-- WORK INSTRUCTION --
Set out each line from the following listing that includes the word "below".

-- RECORDS FOR PROCESSING --
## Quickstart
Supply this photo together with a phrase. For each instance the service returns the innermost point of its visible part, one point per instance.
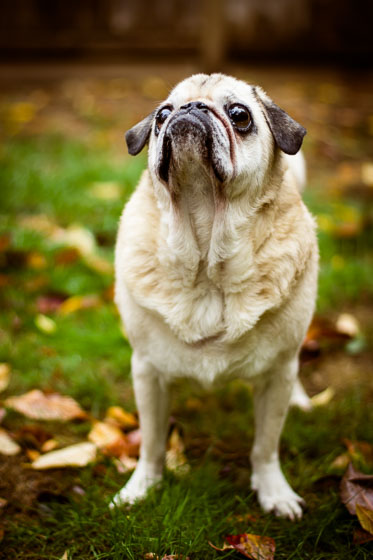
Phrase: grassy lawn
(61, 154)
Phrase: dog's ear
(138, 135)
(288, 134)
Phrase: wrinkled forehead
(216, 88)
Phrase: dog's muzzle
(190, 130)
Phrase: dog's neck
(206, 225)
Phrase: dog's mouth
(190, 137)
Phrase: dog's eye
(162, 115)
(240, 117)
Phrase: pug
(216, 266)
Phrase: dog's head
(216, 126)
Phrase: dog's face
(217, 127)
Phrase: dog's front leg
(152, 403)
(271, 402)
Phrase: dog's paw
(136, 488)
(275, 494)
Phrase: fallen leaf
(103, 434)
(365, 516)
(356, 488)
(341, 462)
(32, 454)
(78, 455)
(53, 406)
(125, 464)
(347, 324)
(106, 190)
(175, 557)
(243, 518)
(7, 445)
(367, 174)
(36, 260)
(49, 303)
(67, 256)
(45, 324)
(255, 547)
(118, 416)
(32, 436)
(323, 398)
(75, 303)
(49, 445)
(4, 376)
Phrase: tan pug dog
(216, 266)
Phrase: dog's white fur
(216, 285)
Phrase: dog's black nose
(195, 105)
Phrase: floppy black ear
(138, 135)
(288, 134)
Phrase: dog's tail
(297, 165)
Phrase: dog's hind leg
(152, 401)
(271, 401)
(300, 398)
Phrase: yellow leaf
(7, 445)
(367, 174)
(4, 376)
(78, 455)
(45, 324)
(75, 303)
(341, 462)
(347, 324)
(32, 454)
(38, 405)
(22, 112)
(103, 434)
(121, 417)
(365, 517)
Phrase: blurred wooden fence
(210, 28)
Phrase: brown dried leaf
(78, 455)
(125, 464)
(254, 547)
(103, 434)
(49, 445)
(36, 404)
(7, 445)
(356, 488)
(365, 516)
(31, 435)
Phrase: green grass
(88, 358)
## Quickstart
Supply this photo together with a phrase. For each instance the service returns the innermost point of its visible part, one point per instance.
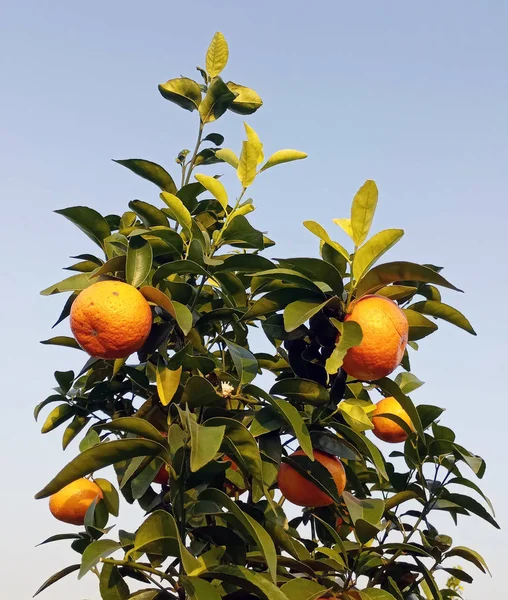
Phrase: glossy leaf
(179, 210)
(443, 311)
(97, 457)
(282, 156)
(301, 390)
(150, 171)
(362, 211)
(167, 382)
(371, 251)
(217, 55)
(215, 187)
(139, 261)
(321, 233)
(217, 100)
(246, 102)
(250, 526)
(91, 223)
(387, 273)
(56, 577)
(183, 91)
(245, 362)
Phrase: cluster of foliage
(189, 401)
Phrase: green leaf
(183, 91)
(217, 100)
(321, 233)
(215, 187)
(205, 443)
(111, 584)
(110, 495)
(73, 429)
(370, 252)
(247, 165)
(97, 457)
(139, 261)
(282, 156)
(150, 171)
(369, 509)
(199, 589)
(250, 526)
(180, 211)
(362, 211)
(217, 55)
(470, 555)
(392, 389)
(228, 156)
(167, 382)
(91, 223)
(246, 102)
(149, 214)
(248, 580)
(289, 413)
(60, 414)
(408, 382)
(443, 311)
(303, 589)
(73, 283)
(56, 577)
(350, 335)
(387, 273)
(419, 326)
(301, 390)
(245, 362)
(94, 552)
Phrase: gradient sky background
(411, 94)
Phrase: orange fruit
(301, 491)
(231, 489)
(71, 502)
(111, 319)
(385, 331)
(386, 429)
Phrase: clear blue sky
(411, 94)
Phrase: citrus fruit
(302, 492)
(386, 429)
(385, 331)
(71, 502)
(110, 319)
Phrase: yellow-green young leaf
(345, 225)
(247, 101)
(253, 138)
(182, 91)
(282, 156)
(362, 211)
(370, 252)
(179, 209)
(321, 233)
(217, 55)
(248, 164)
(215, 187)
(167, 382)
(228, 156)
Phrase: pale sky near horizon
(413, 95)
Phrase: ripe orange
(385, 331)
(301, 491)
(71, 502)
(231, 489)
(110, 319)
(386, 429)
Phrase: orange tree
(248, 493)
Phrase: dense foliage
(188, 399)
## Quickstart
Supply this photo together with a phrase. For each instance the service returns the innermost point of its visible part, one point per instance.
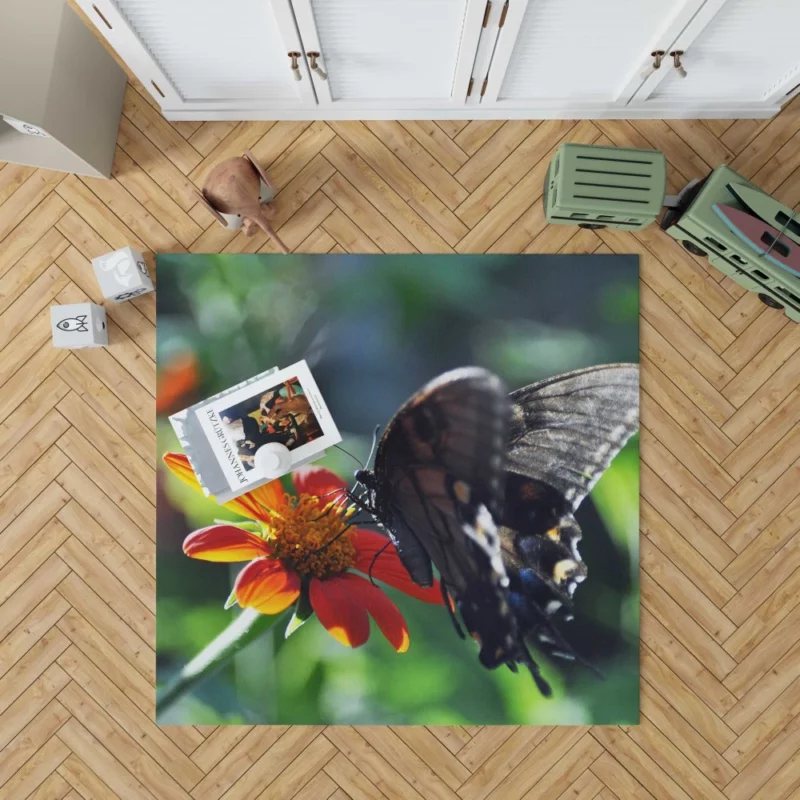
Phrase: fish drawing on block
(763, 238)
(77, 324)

==

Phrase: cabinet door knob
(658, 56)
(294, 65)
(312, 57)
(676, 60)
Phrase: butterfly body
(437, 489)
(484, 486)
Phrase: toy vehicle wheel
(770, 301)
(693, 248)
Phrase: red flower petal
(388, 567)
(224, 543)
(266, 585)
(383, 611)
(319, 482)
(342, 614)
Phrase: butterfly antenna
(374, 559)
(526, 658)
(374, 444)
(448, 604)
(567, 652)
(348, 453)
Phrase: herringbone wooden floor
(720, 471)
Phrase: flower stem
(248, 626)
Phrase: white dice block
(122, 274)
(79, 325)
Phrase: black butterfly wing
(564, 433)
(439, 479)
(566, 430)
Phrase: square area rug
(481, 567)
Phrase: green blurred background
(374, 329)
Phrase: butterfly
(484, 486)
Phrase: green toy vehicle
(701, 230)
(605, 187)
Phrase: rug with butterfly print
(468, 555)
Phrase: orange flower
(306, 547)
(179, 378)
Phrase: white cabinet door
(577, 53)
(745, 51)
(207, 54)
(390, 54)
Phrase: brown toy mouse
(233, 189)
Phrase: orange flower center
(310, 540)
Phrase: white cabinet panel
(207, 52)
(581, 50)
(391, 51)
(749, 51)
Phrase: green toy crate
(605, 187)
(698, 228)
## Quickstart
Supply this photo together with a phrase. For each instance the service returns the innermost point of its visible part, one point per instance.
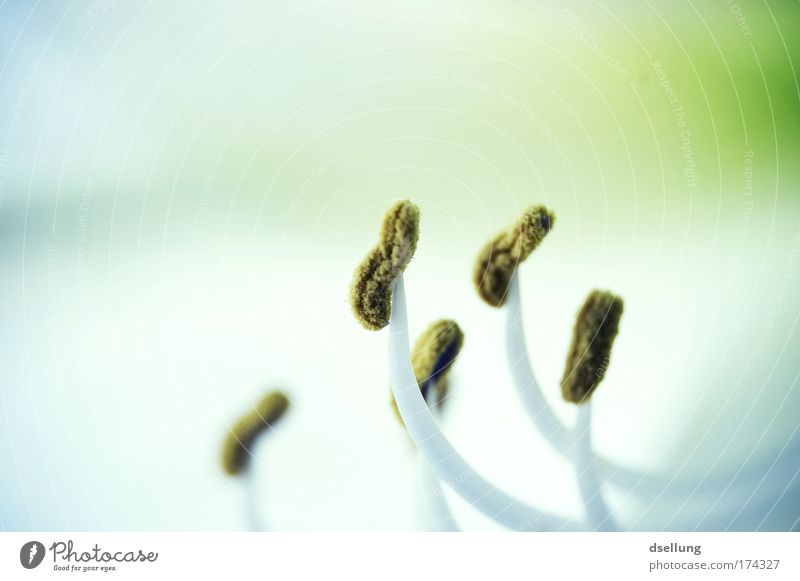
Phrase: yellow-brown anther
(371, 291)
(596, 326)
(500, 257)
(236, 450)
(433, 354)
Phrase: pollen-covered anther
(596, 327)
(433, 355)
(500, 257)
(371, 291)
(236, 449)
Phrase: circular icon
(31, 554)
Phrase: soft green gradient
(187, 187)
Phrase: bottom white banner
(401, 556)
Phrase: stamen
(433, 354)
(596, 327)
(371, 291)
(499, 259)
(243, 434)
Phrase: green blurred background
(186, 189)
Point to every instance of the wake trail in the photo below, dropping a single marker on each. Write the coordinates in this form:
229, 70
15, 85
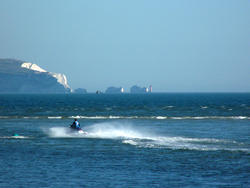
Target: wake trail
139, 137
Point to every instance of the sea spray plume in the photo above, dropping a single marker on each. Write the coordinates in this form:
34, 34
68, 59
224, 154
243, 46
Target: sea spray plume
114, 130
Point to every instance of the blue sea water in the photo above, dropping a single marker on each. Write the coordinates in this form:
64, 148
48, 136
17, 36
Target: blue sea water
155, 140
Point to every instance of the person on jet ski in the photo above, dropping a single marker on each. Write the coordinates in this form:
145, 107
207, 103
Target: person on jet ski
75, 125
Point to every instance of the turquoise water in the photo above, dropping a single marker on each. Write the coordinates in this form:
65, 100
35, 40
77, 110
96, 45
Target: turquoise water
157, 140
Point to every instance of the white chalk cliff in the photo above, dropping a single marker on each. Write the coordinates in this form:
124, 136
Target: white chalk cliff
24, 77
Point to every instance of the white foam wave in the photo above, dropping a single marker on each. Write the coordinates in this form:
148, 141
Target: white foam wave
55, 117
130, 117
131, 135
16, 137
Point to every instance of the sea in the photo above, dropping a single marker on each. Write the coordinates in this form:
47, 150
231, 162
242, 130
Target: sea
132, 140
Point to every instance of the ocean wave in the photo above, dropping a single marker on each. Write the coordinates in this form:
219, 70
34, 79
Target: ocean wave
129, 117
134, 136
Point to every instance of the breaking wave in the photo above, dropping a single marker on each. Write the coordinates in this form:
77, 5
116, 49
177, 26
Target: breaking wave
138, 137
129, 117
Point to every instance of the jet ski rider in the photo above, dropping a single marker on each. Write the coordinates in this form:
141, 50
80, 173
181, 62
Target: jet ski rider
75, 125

* * *

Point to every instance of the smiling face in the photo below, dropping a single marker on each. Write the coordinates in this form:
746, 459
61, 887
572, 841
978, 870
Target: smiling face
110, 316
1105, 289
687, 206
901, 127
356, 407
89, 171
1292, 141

-- RESPONSE --
Point to every instance of the wake trail in the photo below, dropping a single marker on each. Write the coordinates in this form:
Point to every instance of the smiling face in the photo below, dropping a single marker on each. Write the coordinates in this form:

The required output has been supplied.